**Your assignment**
Find every line containing "positive" in the records below and report the tally as a bare number.
#### Records for the exercise ####
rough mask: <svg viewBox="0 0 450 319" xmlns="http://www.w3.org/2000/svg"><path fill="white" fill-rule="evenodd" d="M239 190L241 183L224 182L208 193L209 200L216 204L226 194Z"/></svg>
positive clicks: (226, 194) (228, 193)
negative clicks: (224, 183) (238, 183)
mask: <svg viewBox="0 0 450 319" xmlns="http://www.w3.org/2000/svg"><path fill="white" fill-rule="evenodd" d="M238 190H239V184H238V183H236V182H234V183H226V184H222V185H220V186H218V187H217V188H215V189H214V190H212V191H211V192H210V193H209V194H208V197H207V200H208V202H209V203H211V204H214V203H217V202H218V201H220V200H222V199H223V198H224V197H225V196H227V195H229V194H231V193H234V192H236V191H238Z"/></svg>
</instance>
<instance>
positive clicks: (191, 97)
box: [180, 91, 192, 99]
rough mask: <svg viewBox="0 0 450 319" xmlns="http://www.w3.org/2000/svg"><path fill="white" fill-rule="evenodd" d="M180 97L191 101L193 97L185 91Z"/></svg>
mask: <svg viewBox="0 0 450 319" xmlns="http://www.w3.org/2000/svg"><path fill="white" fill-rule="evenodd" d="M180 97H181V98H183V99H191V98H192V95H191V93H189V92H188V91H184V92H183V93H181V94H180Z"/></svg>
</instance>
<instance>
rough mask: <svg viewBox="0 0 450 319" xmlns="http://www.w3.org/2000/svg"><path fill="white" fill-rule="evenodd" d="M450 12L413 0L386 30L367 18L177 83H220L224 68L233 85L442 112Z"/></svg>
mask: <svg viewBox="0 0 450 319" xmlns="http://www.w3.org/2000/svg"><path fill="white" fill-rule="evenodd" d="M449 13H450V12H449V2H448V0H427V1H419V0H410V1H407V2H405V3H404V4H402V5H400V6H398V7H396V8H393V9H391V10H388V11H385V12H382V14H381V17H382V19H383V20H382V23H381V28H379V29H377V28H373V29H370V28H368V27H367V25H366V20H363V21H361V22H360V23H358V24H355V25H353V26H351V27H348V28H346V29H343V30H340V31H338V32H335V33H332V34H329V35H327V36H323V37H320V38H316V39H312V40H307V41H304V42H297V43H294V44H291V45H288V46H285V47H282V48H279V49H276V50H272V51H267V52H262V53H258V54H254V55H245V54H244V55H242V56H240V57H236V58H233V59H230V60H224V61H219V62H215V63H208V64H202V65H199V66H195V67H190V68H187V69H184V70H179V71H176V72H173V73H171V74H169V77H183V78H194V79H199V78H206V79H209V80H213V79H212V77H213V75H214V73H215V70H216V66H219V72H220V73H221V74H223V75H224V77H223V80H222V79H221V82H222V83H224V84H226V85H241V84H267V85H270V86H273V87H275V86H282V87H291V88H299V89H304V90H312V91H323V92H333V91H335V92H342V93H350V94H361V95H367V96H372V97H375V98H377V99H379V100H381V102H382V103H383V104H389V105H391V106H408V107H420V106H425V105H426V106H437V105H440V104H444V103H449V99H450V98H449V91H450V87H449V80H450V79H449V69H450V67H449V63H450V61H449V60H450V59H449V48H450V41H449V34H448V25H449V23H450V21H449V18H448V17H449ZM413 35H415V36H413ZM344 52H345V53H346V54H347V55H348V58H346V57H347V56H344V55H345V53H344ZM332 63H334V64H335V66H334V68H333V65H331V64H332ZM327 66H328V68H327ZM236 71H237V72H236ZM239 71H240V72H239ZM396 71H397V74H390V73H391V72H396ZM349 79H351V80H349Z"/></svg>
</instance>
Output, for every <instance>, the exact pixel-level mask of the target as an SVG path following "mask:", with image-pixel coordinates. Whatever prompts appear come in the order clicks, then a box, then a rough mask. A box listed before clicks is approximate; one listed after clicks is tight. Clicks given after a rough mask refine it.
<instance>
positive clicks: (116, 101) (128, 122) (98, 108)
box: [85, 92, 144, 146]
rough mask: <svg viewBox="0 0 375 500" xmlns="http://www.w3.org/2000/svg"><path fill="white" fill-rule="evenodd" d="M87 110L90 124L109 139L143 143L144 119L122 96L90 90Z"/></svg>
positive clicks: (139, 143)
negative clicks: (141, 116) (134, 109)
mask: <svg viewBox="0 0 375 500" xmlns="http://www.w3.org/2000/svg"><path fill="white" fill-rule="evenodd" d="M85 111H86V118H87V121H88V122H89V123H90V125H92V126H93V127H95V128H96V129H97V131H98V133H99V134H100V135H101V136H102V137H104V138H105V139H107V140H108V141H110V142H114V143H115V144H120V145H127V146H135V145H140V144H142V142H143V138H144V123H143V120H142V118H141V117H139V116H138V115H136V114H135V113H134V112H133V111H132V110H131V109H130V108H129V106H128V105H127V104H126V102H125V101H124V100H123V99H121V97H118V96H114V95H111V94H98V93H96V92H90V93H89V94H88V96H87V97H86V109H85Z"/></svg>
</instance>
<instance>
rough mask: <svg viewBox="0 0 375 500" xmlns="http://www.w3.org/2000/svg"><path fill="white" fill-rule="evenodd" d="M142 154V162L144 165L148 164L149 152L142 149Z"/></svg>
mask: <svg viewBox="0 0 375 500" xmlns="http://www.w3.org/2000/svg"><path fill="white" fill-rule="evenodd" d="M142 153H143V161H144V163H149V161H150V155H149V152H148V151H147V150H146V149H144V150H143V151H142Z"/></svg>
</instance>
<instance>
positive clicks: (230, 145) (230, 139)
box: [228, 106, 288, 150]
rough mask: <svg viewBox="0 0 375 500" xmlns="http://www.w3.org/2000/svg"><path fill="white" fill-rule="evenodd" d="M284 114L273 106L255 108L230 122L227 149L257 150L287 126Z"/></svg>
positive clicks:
####
**Answer**
6